Source text:
BEGIN
Author Khaled Khalifa writes:
“I cannot hide my delight and excitement at the news that my friend and translator Leri Price has won this prize, the reputation of which grows with every passing year. Leri Price has developed greatly as a translator over the last ten years, and her constant diligence and patience render her highly deserving of all recognition. Thank you to the judging panel, to Banipal and those involved with the Saif Ghobash Banipal Prize for this honour, both to my translator and novel.”
Emmie Francis of Faber & Faber says:
“Despite the persistent tragedy that exists in Syria, Khaled Khalifa brings relief by writing with clarity, hope and literary bravura in his fiction. Faber & Faber is proud to be his publisher in English, and for Death is Hard Work to be honoured with the Saif Ghobash Banipal Prize is a triumph. It is a powerhouse of a novel, depicting the quotidian horrors of civil war with a gaze that is humane, piercing, true.”
ABOUT THE TRANSLATOR
Leri Price graduated from the University of Edinburgh in 2010 with First Class Honours in Arabic. She has translated the three novels of the Syrian author Khaled Khalifa that have appeared so far in English translation. The Arabic original of the first one, In Praise of Hatred, had been shortlisted for the inaugural 2008 International Prize for Arabic Fiction. The Arabic original of the second novel, No Knives in the Kitchens of This City, was awarded the 2013 Naguib Medal for Literature and then shortlisted for the 2014 International Prize for Arabic Fiction. Leri Price’s translation of the novel was shortlisted for the US 2017 National Translation Awards (NTA), in the prose category, and shortlisted for the 2017 Saif Ghobash Banipal Prize for Arabic Literary Translation. It was also listed in “Best Books of 2016: Fiction in Translation” by the Financial Times. Khaled Khalifa’s third novel to be translated by Leri Price, Death is Hard Work (Faber & Faber 2019), was longlisted for the 2019 US National Book Award for Translated Literature, shortlisted for the 2019 Saif Ghobash Banipal Prize and is now its prize winner. Price’s other recent translations include Sarab by award-winning writer Raja Alem, published by Hoopoe Fiction.
ABOUT THE AUTHOR
Khaled Khalifa is a Syrian novelist, screenwriter and poet who has resolutely remained living in Damascus despite the civil war, now in its ninth year. Khalifa was born in a village near Aleppo, Syria, in 1964, the fifth child of a family of thirteen siblings. He has a BA in Law from Aleppo University, and was a founding editor of the literary magazine Alif. His first novel Haris al-Khadi’a (The Guard of Deception) appeared in 1993, followed in 2000 by Dafatir al-Qurbat (The Gypsies’ Notebooks). His 2006 third novel, Madih al-Karahiya, was the first to be translated into English, by Leri Price, under the title In Praise of Hatred (Doubleday, 2012). The Arabic original was shortlisted for the inaugural IPAF in 2008 and Price’s translation was longlisted for the Independent Foreign Fiction Prize in 2013. Price then translated Khalifa’s 2013 novel No Knives in the Kitchens of This City (Hoopoe Fiction, 2016), which was shortlisted for the Saif Ghobash Banipal Prize in 2017. The Arabic original won the AUC Press’s Naguib Mahfouz Medal for Literature in 2013 and was shortlisted for the 2014 IPAF. Khalifa’s 2016 novel Death is Hard Work appeared in Price’s English translation in 2019 and was a finalist for the 2019 US National Book Award for Translated Fiction. Khalifa’s latest novel is Lam Yasulli ’alayhum Ahad (No One Prayed over their Graves), published this year by Hachette-Antoine/Naufal (Lebanon) and Dar Al-Ain (Egypt), and longlisted for the 2020 IPAF. In addition to his novels, Khalifa has written numerous scripts for TV dramas and films, several of which have won awards.
END
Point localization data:
BEGIN
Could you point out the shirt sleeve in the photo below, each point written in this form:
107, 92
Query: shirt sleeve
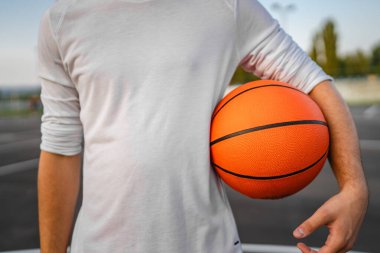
61, 127
268, 52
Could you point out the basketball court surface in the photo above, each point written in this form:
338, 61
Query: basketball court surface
264, 225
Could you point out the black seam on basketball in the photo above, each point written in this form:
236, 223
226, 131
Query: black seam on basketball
271, 177
274, 125
266, 85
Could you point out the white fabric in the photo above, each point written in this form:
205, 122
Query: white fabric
139, 81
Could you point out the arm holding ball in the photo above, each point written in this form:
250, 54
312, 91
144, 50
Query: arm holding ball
343, 214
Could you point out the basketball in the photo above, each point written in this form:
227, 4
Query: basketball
268, 139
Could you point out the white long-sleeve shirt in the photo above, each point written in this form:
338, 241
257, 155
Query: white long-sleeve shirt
139, 80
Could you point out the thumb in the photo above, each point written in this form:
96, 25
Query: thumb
318, 219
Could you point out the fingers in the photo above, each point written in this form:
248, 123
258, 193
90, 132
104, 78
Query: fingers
305, 249
318, 219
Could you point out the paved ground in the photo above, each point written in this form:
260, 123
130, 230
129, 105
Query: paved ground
259, 221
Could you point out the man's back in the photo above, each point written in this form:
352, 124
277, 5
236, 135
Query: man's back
141, 79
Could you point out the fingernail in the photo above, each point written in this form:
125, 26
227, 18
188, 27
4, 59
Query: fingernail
299, 233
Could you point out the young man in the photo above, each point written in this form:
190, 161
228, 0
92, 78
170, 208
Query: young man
139, 79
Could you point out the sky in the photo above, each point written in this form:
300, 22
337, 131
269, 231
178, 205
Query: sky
357, 23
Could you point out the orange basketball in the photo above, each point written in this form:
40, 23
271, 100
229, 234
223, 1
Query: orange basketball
268, 139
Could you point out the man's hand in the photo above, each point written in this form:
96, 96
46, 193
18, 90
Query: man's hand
343, 214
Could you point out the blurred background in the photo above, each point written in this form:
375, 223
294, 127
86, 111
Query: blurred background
341, 35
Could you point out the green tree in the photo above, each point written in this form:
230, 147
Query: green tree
357, 64
375, 60
330, 39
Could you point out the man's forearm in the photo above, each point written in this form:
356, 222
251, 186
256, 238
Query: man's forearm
344, 149
58, 187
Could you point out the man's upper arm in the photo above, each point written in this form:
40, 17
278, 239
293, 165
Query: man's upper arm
61, 126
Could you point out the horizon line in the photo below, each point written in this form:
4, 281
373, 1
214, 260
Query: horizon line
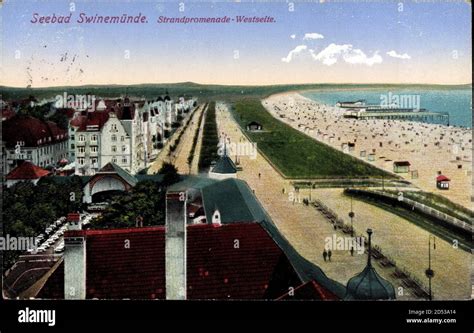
235, 85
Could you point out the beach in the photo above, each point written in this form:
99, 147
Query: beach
430, 149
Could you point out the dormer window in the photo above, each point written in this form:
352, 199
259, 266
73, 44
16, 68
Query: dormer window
216, 217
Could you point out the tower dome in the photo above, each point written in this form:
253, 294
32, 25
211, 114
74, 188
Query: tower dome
368, 284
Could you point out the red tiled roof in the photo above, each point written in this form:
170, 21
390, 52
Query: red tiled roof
401, 163
7, 113
27, 170
68, 112
442, 178
32, 131
310, 290
232, 261
96, 118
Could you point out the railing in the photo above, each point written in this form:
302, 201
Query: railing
423, 208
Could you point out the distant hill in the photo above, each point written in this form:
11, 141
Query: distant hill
202, 91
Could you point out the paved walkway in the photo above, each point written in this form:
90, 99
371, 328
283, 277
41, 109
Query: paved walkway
163, 155
180, 157
197, 151
307, 230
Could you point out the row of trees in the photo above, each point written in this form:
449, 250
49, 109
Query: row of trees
196, 137
210, 139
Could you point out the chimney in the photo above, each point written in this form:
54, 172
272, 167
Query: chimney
74, 259
175, 245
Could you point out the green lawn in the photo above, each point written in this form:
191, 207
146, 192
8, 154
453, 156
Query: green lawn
295, 154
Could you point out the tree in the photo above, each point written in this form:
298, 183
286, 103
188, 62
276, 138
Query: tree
170, 174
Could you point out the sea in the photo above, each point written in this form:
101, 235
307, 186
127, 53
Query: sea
457, 102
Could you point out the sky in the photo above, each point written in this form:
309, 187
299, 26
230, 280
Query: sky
316, 42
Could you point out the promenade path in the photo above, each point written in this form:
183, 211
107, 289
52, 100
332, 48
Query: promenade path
307, 230
181, 154
163, 155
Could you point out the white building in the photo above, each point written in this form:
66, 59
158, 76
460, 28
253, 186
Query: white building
29, 139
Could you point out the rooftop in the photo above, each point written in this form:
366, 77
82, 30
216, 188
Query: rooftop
27, 170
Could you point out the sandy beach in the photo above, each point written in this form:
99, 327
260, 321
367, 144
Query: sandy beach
430, 148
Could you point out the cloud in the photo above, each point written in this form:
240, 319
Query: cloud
330, 54
312, 35
334, 52
394, 54
297, 50
356, 56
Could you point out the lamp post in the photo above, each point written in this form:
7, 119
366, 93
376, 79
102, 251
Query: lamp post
351, 215
429, 272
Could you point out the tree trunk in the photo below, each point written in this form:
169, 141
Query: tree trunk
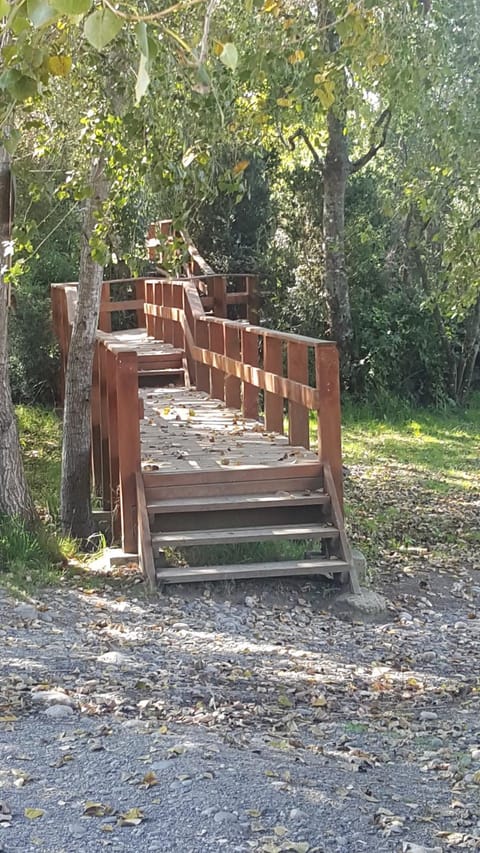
335, 175
76, 514
14, 494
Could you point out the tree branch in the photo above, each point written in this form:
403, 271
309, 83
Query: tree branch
300, 134
383, 122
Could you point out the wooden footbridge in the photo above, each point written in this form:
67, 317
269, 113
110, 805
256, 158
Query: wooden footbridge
END
Directions for this task:
According to the source text about Khaled Khalifa and Leri Price, in what year was Khalifa born?

Result of this task:
1964